> [TASK SET]
A. In the passage about the child's hospital treatment, what condition was the child diagnosed with after being rushed to hospital in pain?
B. Sum up the passage about the child's hospital treatment in two sentences.
C. Please continue the passage about the child's hospital treatment from where it stops.

── PASSAGE TO READ

Your journey has not been an easy one bubba, hospital became our second home, during your treatment you have had many infections, reactions and illnesses. In the beginning Daddy couldn’t take any time off work as he was on a casual wage at his job and we needed to pay rent and bills so he juggled work and your sister and brother, and I took full responsibility for your care, Daddy was the sole earner for our family which must have put so much stress on his shoulders, but he took it all in his stride and never once complained. Your sister was an incredible help to us also.

In January 2013 things took a turn for the worse after having an anaphylactic reaction to one of your chemotherapy drugs. You spent a night in hospital and then all seeming well they sent you home. A week later you woke crying in pain and after not responding to pain relief I rushed you to hospital, you were curled up in so much pain and screaming. It was horrifying.

I was told you had Severe Acute Pancreatitis and nothing could have prepared me for the suffering that was to follow.

Milan in hospital. Image supplied.

────
── SOURCE DATA

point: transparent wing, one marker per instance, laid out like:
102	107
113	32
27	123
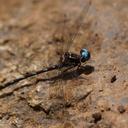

────

> [YOUR RESPONSES]
A. Severe Acute Pancreatitis.

B. During the child's treatment, hospital became a second home through many infections, reactions and illnesses, while Daddy kept working as the family's sole earner and the writer took full responsibility for the child's care. In January 2013, an anaphylactic reaction to a chemotherapy drug was followed a week later by severe pain and a diagnosis of Severe Acute Pancreatitis.

C.
That night you were screaming out in pain, you didn’t want me to leave your side – of course I wouldn’t – I never had. The pain relief wasn’t working, I just felt completely helpless. Early the next morning your little body suddenly went into Shock, your heart rate rose to 256 and your blood pressure dropped well below normal. The room filled with people so quickly, Milan you were just so small and blue-grey lying there surrounded by the Medical Emergency Team, not responsive as you were being pumped full of glucose as you needed fluid resuscitation and an incredible Dr was putting in needles and lines all over your tiny body as he worked to make you stable enough to go up to the ICU.


I vaguely remember the Dr telling me I needed to call someone to be with me but I think my feet were frozen to the floor.Your body became extremely swollen as all your organs became affected and your colouring became very black from the internal bleeding, this was caused from the necrosis of your pancreas. You needed to have oxygen and be in a drug induced coma as you fought through it. I didn’t even think about taking photos of you in the ICU but those images will never leave my mind.

With lines coming out of both arms, feet and port and there were so many machines. You needed blood transfusions and different infusions, a lot of everything, more than I could remember.

I didn’t sleep for about 72 hours. I couldn’t leave your side - I was too afraid if I left you would die without me there.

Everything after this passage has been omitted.